Start of Selected extract

We are looking for new and updated looks at old books, articles, chapters, speeches, conference panels, curriculum, documentaries, and so on.

First things first, I sort of hate the name of this series I’ve agreed to edit.  It sounds like antiquarianism: knick-knacks that we keep for sentimental reasons and unread old books that are there for decoration or the veneer of refinement. Worse, things left piled on undusted shelves are probably irrelevant, so this could just be some national security version of the Antiques Roadshow. It makes for good entertainment, and maybe we’ll find that grandma’s old tea set has some value to the joint force, but we might be as likely to discover it wasn’t even worth what we paid in the first place.

But that’s not true at all.  Indeed, that perception—the idea that the past and the history of the past only rarely has anything to tell us about the present or future—is the problem.  It robs us of a whole catalogue of insights and gives us the false impression that every insight is new.  In other words, it leaves us without perspective. If the shelves are dusty, then so is our thinking.

So let’s dust them off.

End of Selected extract

● **Task details**:
Could you update the passage about the series name, starting with "We are looking" and going on through "the first place.", so that "undusted" reads "neglected"?

Start of Supplied material

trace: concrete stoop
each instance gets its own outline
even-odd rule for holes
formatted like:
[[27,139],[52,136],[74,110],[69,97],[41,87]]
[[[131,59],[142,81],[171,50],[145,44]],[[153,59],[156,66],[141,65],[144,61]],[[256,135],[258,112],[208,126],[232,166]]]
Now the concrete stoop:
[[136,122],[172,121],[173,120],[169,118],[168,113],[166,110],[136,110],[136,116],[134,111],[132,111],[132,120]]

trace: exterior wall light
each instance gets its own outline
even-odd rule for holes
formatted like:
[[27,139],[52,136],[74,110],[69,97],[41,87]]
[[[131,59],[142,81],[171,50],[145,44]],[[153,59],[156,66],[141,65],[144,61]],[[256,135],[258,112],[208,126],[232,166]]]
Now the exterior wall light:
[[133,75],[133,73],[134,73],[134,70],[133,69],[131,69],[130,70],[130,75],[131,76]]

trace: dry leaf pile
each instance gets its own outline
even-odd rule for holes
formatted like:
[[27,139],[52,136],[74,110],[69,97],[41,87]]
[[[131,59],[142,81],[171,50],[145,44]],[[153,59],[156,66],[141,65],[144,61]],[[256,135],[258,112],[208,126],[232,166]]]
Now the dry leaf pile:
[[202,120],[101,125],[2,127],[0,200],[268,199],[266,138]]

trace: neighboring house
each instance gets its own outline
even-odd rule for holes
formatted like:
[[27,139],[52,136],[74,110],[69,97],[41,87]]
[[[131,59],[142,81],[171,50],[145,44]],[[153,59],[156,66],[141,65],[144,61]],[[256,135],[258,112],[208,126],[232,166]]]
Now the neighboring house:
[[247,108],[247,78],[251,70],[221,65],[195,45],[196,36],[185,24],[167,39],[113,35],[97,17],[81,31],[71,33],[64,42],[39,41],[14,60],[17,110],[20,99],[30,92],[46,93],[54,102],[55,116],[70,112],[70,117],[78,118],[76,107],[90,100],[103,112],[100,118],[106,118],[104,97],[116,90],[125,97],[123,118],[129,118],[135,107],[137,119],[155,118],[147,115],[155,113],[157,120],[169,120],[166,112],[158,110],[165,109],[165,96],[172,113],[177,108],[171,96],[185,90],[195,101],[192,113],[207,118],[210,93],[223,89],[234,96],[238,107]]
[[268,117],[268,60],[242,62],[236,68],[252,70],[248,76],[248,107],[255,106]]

End of Supplied material

● **Final result**:
We are looking for new and updated looks at old books, articles, chapters, speeches, conference panels, curriculum, documentaries, and so on.

First things first, I sort of hate the name of this series I’ve agreed to edit.  It sounds like antiquarianism: knick-knacks that we keep for sentimental reasons and unread old books that are there for decoration or the veneer of refinement. Worse, things left piled on neglected shelves are probably irrelevant, so this could just be some national security version of the Antiques Roadshow. It makes for good entertainment, and maybe we’ll find that grandma’s old tea set has some value to the joint force, but we might be as likely to discover it wasn’t even worth what we paid in the first place.